### Things to do
a) In the comment on interest rates, what kind of interest rates might the ice example end up producing?
b) According to the comment on interest rates, why would a person in Winter prefer ice in the middle of Summer to more ice in the middle of Winter?
c) Update the part of the interest-rate comment that opens with the words containing "Now here’s a" and closes with "know these answers.", putting "snow" in place of "ice".
Document segment Start Marker

    You will run into the limitation that you can’t come up with a neat interest rate in terms of per annum percentage, dividing one thing by another thing, unless you can reduce it back to personal hours of effort or something like that. Even then it would not be “pure” … like a pure time preference.

    Now here’s a point that ties up most of the ideas in your talk and which you seem to have skipped entirely: you say that proper interest rates can only exist if we look at money. That is there’s something special about money which allows you to extract additional information that you would not have access to in a simple barter situation. Then you go through the difficult case of whether someone who is in Winter time, asked if they would prefer more ice in the middle of Winter (when it’s kind of useless) or ice in the middle of Summer (when it’s more useful). You end up getting weird time preference values out of this, like perhaps negative interest rates.

    OK, let’s put this together. What’s the key issue that makes ice special? What makes money special? We already know these answers.
Document segment End Marker
Information shown Start Marker
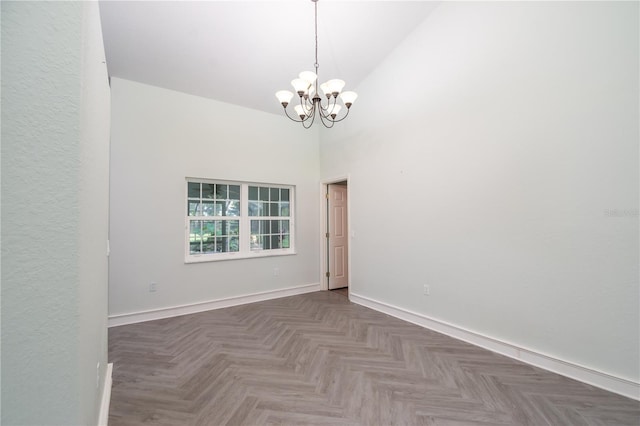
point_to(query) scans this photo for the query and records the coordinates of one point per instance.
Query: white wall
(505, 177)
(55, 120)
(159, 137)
Information shown End Marker
Information shown Start Marker
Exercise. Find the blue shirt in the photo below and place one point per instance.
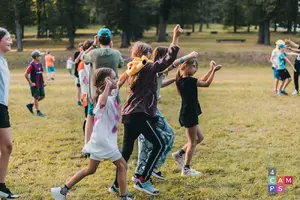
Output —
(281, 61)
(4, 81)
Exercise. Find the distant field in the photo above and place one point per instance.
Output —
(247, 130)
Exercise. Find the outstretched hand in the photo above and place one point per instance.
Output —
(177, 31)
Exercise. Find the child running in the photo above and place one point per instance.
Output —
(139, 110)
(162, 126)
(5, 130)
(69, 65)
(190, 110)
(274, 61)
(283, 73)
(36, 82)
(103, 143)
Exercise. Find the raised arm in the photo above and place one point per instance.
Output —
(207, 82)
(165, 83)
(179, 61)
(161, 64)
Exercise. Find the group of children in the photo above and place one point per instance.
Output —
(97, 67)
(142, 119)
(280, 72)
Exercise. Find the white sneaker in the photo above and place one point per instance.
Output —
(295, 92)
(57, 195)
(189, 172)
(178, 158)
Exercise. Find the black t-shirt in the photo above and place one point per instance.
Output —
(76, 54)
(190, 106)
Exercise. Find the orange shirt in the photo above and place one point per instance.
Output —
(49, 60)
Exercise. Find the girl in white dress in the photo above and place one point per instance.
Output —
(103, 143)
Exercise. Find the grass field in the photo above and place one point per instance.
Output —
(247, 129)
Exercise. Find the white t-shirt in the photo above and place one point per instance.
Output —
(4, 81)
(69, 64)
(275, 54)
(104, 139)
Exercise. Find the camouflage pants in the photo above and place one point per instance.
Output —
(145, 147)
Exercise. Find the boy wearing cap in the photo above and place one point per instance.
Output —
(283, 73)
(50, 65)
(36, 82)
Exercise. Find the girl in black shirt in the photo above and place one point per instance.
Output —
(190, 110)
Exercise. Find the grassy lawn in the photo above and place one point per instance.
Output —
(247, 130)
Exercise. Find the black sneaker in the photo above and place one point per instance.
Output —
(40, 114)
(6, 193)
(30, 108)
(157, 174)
Information shown End Marker
### Written responses
a) Perhaps negative interest rates.

b) Ice in the middle of Winter is kind of useless, while ice in the middle of Summer is more useful.

c)
Now here’s a point that ties up most of the ideas in your talk and which you seem to have skipped entirely: you say that proper interest rates can only exist if we look at money. That is there’s something special about money which allows you to extract additional information that you would not have access to in a simple barter situation. Then you go through the difficult case of whether someone who is in Winter time, asked if they would prefer more snow in the middle of Winter (when it’s kind of useless) or snow in the middle of Summer (when it’s more useful). You end up getting weird time preference values out of this, like perhaps negative interest rates.

    OK, let’s put this together. What’s the key issue that makes snow special? What makes money special? We already know these answers.